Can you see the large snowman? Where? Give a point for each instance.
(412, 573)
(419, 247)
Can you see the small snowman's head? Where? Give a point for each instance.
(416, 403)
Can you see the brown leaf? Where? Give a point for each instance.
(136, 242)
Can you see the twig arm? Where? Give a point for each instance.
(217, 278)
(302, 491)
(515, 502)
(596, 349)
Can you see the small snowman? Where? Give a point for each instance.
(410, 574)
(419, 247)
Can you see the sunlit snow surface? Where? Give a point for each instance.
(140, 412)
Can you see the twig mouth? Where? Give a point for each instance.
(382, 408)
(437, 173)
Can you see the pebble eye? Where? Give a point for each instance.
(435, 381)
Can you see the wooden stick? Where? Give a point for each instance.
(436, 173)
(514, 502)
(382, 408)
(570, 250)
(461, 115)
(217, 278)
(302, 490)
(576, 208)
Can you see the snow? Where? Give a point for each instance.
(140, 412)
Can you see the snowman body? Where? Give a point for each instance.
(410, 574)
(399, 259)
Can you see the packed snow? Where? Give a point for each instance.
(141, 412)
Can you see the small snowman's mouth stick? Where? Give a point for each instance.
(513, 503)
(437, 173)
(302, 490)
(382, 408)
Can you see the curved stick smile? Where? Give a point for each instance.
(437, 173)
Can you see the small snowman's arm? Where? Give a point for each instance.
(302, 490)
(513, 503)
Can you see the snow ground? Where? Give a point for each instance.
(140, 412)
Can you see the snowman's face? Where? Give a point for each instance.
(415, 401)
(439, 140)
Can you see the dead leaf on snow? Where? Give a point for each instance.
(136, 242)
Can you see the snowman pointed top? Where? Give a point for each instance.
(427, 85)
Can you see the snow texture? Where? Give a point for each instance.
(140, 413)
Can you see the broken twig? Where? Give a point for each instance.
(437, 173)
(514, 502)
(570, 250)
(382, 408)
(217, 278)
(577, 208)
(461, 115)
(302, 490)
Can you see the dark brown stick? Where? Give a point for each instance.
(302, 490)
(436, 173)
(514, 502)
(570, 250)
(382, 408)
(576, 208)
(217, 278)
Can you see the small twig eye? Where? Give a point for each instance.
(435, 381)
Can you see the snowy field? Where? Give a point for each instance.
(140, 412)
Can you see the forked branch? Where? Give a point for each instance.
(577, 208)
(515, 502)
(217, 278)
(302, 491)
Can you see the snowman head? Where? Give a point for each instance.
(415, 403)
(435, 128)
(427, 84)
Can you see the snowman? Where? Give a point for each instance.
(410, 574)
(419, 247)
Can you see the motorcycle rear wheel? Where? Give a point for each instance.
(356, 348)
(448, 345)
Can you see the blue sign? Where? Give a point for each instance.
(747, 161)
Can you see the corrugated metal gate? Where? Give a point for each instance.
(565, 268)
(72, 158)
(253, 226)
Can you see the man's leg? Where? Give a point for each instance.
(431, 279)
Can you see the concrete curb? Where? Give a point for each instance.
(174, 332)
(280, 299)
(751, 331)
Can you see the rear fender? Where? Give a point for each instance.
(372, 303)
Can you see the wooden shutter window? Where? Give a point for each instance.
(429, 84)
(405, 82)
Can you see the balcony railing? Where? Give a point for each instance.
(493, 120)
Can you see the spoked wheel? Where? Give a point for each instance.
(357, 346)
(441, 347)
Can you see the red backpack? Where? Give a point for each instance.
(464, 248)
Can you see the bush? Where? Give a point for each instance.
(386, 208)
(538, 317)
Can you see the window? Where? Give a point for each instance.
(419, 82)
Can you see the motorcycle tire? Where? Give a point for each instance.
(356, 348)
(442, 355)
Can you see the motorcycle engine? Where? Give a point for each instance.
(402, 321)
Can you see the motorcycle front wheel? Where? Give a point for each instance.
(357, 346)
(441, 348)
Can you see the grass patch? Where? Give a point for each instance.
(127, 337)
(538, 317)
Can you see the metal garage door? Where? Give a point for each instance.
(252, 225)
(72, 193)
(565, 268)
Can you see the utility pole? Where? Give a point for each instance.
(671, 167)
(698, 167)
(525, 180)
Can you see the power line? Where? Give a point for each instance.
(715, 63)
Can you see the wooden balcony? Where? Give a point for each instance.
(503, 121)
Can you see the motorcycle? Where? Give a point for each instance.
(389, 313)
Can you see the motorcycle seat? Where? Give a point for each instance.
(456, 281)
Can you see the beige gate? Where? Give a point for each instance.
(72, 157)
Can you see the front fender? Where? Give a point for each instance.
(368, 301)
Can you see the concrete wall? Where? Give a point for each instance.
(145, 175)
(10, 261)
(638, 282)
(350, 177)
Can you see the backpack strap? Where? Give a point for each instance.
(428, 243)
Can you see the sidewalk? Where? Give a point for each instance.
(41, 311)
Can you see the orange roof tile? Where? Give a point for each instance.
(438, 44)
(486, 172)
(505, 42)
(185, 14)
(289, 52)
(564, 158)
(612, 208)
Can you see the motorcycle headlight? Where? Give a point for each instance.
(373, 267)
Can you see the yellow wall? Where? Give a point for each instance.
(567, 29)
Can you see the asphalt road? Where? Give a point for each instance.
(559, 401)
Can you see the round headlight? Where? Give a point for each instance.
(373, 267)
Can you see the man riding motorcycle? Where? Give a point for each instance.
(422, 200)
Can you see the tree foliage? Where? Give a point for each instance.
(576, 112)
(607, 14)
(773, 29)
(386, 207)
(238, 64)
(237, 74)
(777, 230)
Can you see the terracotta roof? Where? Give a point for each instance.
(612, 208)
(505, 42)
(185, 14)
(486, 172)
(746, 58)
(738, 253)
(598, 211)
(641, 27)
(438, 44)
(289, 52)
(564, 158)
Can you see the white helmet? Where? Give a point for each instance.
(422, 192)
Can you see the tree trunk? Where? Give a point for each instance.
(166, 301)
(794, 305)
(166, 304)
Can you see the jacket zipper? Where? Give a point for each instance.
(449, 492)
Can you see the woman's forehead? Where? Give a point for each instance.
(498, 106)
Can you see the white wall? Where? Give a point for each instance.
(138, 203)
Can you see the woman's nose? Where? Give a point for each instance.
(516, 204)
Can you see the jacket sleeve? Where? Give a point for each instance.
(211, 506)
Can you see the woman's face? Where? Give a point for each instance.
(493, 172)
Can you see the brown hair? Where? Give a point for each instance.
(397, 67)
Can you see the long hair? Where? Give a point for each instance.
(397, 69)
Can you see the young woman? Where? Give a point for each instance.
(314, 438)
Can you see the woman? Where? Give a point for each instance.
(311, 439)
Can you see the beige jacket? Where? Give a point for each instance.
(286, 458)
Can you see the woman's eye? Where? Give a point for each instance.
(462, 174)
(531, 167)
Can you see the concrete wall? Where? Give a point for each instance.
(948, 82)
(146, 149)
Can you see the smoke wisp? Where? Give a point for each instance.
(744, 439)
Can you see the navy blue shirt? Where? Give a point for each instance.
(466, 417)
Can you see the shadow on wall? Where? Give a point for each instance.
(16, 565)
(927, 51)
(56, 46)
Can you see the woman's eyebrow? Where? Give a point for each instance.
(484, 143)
———
书面要求: 请将从含有“Can you see the navy”的那一行起、直到数据末尾的各行重新写出，把其中的“navy blue”改为“dark blue”，其余内容一律不变。

正确输出:
Can you see the dark blue shirt? Where? Give a point for each instance.
(466, 417)
Can you see the shadow on wall? Where? Give a point for each instance.
(16, 565)
(927, 51)
(56, 46)
Can you see the woman's eyebrow? Where? Give a point for each instance.
(484, 143)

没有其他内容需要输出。